• **Records shown**
*-*-*
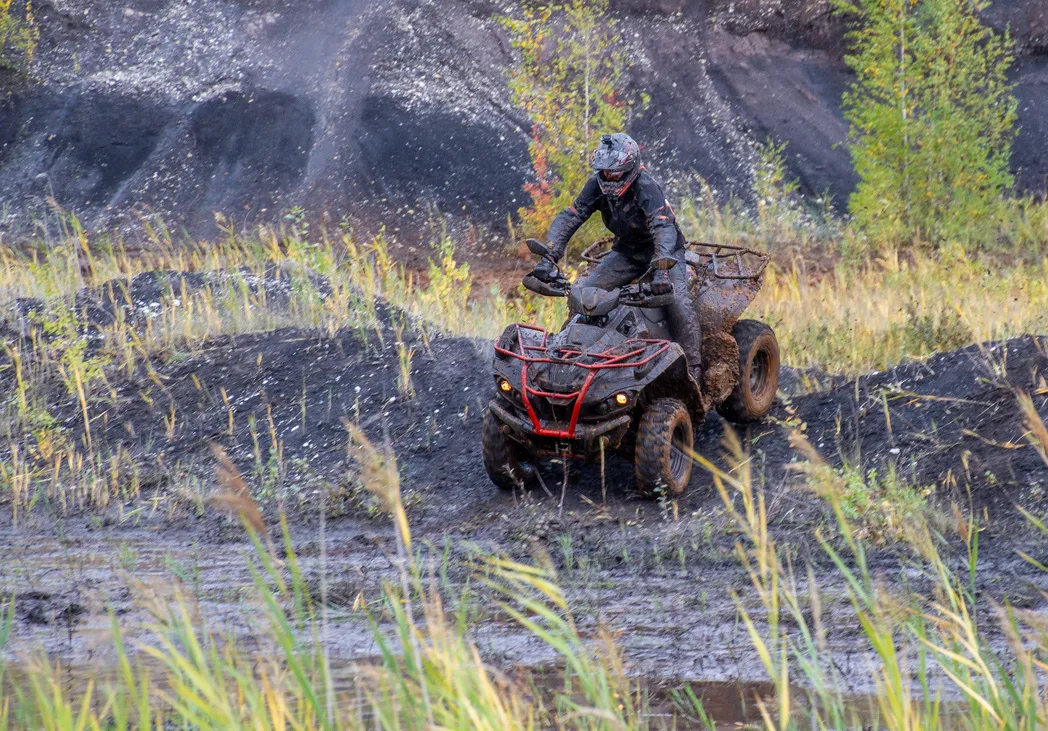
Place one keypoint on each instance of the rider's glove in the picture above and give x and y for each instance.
(661, 284)
(545, 271)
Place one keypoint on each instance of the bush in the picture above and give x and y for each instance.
(932, 119)
(568, 81)
(18, 38)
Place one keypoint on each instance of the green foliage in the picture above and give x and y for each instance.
(18, 37)
(932, 119)
(879, 505)
(568, 80)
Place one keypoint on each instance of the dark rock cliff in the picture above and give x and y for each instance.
(373, 108)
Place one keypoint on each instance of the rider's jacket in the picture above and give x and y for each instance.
(643, 223)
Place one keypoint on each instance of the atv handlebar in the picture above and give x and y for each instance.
(633, 294)
(637, 294)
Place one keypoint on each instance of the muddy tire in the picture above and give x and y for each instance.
(660, 459)
(502, 459)
(754, 394)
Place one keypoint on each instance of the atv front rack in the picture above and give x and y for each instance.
(726, 262)
(633, 353)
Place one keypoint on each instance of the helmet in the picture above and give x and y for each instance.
(616, 162)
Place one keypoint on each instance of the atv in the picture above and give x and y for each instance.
(612, 380)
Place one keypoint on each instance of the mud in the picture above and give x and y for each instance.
(659, 575)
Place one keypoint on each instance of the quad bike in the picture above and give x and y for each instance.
(612, 380)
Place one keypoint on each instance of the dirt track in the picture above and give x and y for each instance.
(660, 576)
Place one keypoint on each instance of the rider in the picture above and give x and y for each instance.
(634, 208)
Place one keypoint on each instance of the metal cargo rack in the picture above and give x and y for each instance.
(725, 261)
(721, 261)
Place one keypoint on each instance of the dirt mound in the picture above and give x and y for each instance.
(379, 109)
(952, 421)
(135, 301)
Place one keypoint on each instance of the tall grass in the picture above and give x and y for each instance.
(274, 279)
(932, 657)
(428, 673)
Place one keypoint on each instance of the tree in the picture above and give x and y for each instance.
(568, 80)
(18, 37)
(932, 118)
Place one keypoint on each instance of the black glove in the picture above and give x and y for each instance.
(661, 284)
(545, 271)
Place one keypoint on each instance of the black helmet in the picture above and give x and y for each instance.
(616, 162)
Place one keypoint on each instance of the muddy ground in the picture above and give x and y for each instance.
(660, 575)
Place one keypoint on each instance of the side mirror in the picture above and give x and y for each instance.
(539, 248)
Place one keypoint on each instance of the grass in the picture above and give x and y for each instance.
(937, 664)
(428, 672)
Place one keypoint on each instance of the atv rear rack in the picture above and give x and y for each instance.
(723, 261)
(633, 353)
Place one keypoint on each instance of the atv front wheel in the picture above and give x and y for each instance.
(501, 458)
(752, 396)
(663, 439)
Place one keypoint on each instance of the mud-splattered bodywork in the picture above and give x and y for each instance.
(565, 394)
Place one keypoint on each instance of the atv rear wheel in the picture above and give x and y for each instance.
(502, 458)
(754, 394)
(660, 458)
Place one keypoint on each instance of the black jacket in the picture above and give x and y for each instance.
(642, 222)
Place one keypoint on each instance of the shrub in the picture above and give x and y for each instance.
(568, 80)
(932, 119)
(18, 37)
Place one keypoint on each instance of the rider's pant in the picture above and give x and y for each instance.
(619, 268)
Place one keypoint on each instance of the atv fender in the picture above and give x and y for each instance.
(670, 378)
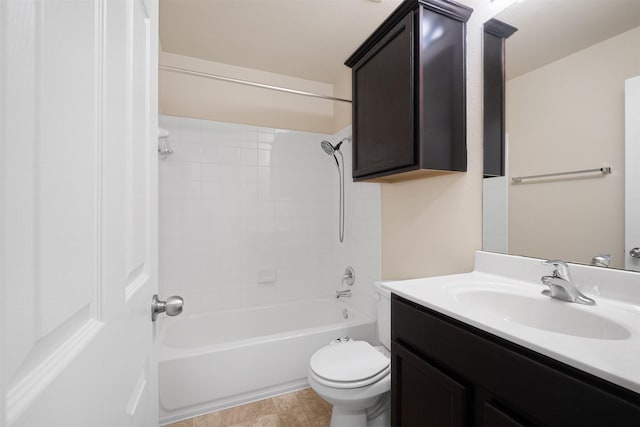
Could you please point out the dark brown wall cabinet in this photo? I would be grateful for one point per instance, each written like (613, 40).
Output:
(495, 34)
(409, 106)
(447, 373)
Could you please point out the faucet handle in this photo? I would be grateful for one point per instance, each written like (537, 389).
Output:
(561, 268)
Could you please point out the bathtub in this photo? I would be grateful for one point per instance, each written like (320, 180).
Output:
(213, 361)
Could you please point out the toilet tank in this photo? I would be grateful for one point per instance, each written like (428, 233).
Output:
(383, 311)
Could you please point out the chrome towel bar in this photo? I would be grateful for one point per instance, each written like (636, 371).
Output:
(604, 170)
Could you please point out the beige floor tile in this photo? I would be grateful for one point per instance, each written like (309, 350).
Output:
(247, 413)
(303, 408)
(271, 420)
(209, 420)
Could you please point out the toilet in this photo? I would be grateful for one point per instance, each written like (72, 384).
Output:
(354, 376)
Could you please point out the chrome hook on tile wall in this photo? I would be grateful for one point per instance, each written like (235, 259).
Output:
(349, 276)
(163, 143)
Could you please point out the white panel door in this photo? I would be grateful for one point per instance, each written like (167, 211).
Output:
(632, 173)
(78, 255)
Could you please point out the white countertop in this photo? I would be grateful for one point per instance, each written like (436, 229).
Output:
(531, 320)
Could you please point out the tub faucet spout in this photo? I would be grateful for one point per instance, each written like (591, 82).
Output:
(346, 293)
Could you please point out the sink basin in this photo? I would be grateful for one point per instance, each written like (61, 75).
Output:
(544, 313)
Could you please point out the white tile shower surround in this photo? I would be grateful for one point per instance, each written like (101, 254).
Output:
(249, 216)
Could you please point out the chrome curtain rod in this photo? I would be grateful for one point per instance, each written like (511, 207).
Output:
(604, 170)
(248, 83)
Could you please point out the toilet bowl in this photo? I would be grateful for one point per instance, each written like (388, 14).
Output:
(355, 377)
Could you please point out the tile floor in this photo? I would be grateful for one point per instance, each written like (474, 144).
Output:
(302, 408)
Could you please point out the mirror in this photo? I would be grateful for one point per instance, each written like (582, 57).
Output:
(566, 68)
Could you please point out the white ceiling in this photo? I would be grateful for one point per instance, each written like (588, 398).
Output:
(309, 39)
(552, 29)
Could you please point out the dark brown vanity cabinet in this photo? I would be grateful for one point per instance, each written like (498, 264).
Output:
(409, 107)
(493, 46)
(447, 373)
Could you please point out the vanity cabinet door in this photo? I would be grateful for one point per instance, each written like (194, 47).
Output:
(422, 395)
(383, 91)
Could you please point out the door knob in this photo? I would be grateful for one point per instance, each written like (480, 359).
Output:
(172, 306)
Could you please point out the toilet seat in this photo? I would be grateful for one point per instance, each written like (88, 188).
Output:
(350, 364)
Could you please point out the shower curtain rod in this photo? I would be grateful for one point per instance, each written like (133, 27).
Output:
(249, 83)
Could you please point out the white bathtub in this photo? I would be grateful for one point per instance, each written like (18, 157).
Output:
(212, 361)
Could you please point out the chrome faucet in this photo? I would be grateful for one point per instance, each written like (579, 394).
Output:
(346, 293)
(561, 285)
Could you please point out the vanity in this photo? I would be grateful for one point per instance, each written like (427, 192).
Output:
(487, 348)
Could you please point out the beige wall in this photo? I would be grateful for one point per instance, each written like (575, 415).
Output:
(204, 98)
(433, 226)
(569, 115)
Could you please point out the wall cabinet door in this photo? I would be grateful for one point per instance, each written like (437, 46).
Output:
(409, 102)
(383, 122)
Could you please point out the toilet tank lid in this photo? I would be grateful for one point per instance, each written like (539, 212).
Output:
(348, 361)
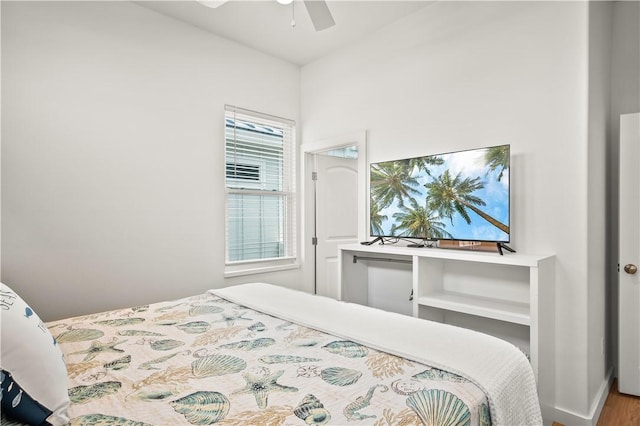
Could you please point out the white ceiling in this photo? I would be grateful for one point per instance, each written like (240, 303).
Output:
(265, 25)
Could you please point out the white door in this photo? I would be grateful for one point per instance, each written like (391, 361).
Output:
(336, 216)
(629, 278)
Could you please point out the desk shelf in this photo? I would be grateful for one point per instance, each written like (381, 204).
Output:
(515, 290)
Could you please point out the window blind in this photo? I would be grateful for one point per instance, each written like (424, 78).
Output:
(259, 186)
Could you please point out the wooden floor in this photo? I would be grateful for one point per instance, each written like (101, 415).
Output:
(619, 409)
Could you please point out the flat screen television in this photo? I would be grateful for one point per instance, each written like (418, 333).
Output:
(461, 195)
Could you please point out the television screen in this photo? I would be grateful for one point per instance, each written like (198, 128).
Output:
(460, 195)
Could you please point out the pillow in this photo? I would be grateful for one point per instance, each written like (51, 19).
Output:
(33, 376)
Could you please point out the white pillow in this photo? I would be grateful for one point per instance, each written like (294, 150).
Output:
(34, 376)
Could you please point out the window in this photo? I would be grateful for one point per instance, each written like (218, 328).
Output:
(260, 190)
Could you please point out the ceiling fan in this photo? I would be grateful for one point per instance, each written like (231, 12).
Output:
(318, 11)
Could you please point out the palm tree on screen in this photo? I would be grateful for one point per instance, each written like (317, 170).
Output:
(449, 196)
(497, 157)
(418, 221)
(424, 163)
(392, 180)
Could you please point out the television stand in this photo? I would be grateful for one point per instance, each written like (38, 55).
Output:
(504, 246)
(368, 243)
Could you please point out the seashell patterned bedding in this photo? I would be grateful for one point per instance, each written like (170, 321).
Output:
(207, 360)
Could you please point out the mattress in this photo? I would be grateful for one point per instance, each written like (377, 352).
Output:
*-*-*
• **Instructions to follow**
Note every line above where the string "brown" shows up, and copy those lines.

• **Your solution**
Could you please point out the dark brown wall cabinet in this photo? I would be grateful for one point per instance, each written like (613, 40).
Could you please point out the dark brown vanity cabinet in this photo? I would be grateful for one point per instance, each written like (498, 264).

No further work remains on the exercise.